- _GIVEN TEXT_
* * *
# ship mates of Dave Doig 1957 to 1963



## Gillian doig (Mar 10, 2014)

Did anyone sail on the Pacific Envoy, Stronghold or the Javenese prince, from 1957 to 1963, I am looking for information about my late father who sailed on these ships, He was second engineer and did his ticket as chief. His name was Dave Doig "big Dave", I remember him telling me of conflict in Cuba and that they were almost conscripted into. He was Scottish.


----------



## Gillian doig (Mar 10, 2014)

Just found out he also sailed on the Sagamore.


----------



## TOM ALEXANDER (Dec 24, 2008)

Gillian doig said:


> Just found out he also sailed on the Sagamore.


I did reply to your other reply on the Furness Withy "Pacific" boats. I also was on the Sagamore for a while, but still don't remember a Doig, although the name sounds vaguely familiar. The Sagamore was an iron ore carrier and didn't have any refrigerated cargo space so as far as I know didn't have a specified 'frig engineer. Ship had a 4 cylinder Doxford as a main engine so I don't know if that will help with your search at all.


----------



## Gillian doig (Mar 10, 2014)
* * *
- _EXTRACTED MATERIAL_
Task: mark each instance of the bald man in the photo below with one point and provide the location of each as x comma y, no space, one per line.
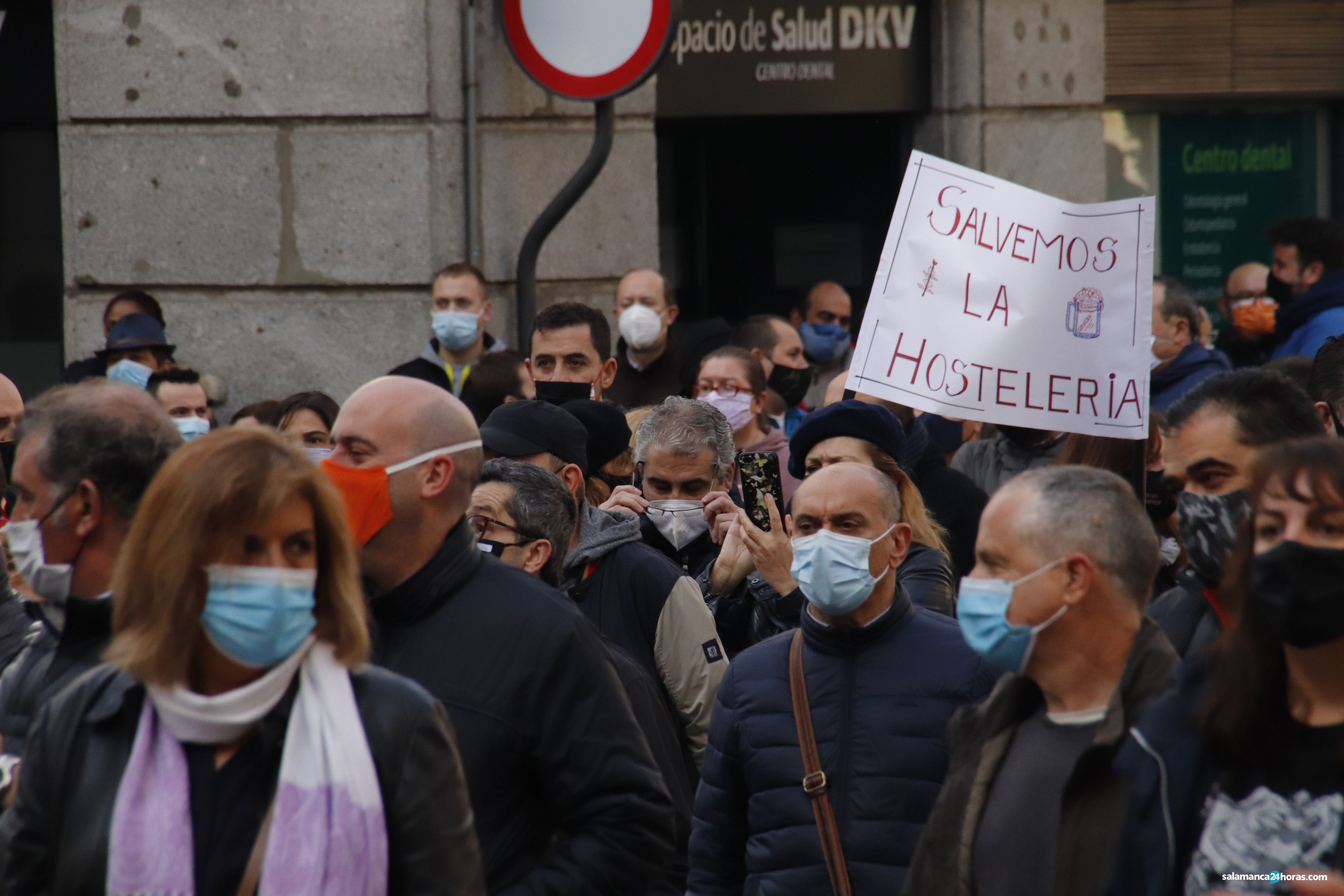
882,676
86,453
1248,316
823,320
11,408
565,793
* * *
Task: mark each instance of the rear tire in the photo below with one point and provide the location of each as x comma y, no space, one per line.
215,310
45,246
* * *
- _PROBLEMS TO SOLVE_
#1 Translate this sentence from the thread about Dave Doig's ships into Spanish: "Ship had a 4 cylinder Doxford as a main engine so I don't know if that will help with your search at all."
#2 Pick up the thread about Dave Doig's ships after its last line, and write the post that follows it.
None of the data is needed here.

- _RESULTS IN ORDER_
#1 El barco tenía un Doxford de 4 cilindros como motor principal, así que no sé si eso le servirá de algo en su búsqueda.

#2
Hi thanks for your post, my father wasn't a fridge engineer he was, second engineer. On later getting his chief engineers ticket but I don't think he ever actually sailed az chief as he left the navy after he was married.


----------



## Windsor (Mar 18, 2010)

Hi Gillian. I remember your dad well from a voyage together on the "Pacific Stronghold" in 1961. I was a deck cadet and he an engineer. (Obviously!) Six of us shared three cabins in the "halfdeck".


----------



## Gillian doig (Mar 10, 2014)

Ah waw I'm so pleased to hear from you, as my dad told us loads of stories about his navy days. Sadly he has passed away about 12 years ago, and i wished i had paid more attention. I remember he told me that he made a key for the larder, and that once him and some of his crew mates tried to make Ambros whisky and used porridge oats and maple syrup, obviously lashings of whisky. Where were you sailing too?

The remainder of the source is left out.